Vi è pure l'esigenza di provvedere
al più presto alla formazione, aggiornamento e riqualificazione, su un piano
generalizzato, del personale a cui verranno affidati
compiti inerenti all'attuazione del sistema dei servizi sociali. È necessario
superare, in questo quadro, l'artificiosa distinzione tra personale amministrativo
e tecnico, per l'affermarsi della figura professionale dell'operatore sociale,
che, in relazione ai bisogni sociali e alle risposte
programmate, esercita specifiche funzioni;
- l'assetto del territorio nel senso
di dare importanza al complesso delle attrezzature sociali
rispetto al contesto della residenza e delle attività produttive e non
viceversa; ciò è possibile solo nella misura in cui si individui un modello
alternativo di sviluppo urbano fondato sul riequilibrio sostanziale delle tipologie
di insediamento, secondo una diversa logica dei rapporti sociali e della
distribuzione delle risorse;
- l'impostazione della ricerca
scientifica destinata a fini sociali, servizio per la
collettività e non strumento della produzione monopolistica.
In concreto si chiede:
a) il passaggio alle regioni di tutte
le competenze assistenziali (eccezion fatta soltanto
per «le funzioni di indirizzo e di coordinamento delle attività delle regioni
che attengono ad esigenze di carattere unitario» che restano allo Stato)
attualmente esercitate dalla Presidenza del Consiglio dei Ministri, dal
Ministero dell'interno e degli altri Ministeri compreso il settore rieducativo attualmente di competenza del Ministero di
Grazia e Giustizia, ferma restando ben inteso la competenza dell'autorità
giudiziaria.
b) il passaggio alle regioni delle
funzioni, finanziamenti, beni e personale degli enti pubblici assistenziali nazionali e locali, compresa l'A.A.I.
e il fondo amministrato da detto ente
proveniente dalla gestione UNRRA e gli altri enti assistenziali finanziati in
tutto o in parte dagli utenti quali l'ENAOLI o l'ONPI;
c) la permanenza alla competenza
statale delle prestazioni economiche a carattere permanente (assegni, sussidi,
pensioni sociali) a favore dei ciechi, sordomuti, invalidi fisici e psichici,
ultra sessantacinquenni e per altre categorie essendo necessaria l'omogeneità
e l'uguaglianza dell'intervento economico, da rapportarsi al minimo vitale,
per tutte le persone prive di sufficienti risorse economiche.

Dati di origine
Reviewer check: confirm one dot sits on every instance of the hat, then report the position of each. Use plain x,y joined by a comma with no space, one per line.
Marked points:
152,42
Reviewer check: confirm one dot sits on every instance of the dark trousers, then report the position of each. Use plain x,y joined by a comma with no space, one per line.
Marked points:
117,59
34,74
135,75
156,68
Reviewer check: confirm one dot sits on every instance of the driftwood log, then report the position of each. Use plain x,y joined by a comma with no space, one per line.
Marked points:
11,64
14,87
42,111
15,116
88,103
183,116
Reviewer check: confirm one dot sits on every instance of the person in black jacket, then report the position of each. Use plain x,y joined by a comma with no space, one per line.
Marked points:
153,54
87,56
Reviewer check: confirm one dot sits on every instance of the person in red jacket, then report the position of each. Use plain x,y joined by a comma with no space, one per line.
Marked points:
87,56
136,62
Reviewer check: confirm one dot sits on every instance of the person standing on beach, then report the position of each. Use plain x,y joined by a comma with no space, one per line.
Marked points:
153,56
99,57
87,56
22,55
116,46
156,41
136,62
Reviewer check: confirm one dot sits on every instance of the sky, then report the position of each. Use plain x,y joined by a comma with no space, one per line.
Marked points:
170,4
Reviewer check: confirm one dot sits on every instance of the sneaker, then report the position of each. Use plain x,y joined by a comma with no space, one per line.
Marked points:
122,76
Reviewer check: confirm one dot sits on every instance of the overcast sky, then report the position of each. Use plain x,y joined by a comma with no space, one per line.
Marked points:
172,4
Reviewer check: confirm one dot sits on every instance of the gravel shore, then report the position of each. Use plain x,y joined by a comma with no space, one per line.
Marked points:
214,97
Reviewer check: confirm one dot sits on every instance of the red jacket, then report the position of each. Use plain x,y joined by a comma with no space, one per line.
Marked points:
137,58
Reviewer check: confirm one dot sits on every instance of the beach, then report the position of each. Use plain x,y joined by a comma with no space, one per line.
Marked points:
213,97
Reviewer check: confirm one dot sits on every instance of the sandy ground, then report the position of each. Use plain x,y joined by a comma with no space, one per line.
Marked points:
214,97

--

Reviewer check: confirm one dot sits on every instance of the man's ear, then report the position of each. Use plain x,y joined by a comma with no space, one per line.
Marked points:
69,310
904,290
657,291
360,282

> [ESERCIZIO PROPOSTO]
Ricopia fedelmente dal testo sui servizi sociali il passo da "b) il passaggio" a "sufficienti risorse economiche.". Per rispondere, basati soltanto sul testo.

> [RISPOSTA FINALE]
b) il passaggio alle regioni delle
funzioni, finanziamenti, beni e personale degli enti pubblici assistenziali nazionali e locali, compresa l'A.A.I.
e il fondo amministrato da detto ente
proveniente dalla gestione UNRRA e gli altri enti assistenziali finanziati in
tutto o in parte dagli utenti quali l'ENAOLI o l'ONPI;
c) la permanenza alla competenza
statale delle prestazioni economiche a carattere permanente (assegni, sussidi,
pensioni sociali) a favore dei ciechi, sordomuti, invalidi fisici e psichici,
ultra sessantacinquenni e per altre categorie essendo necessaria l'omogeneità
e l'uguaglianza dell'intervento economico, da rapportarsi al minimo vitale,
per tutte le persone prive di sufficienti risorse economiche.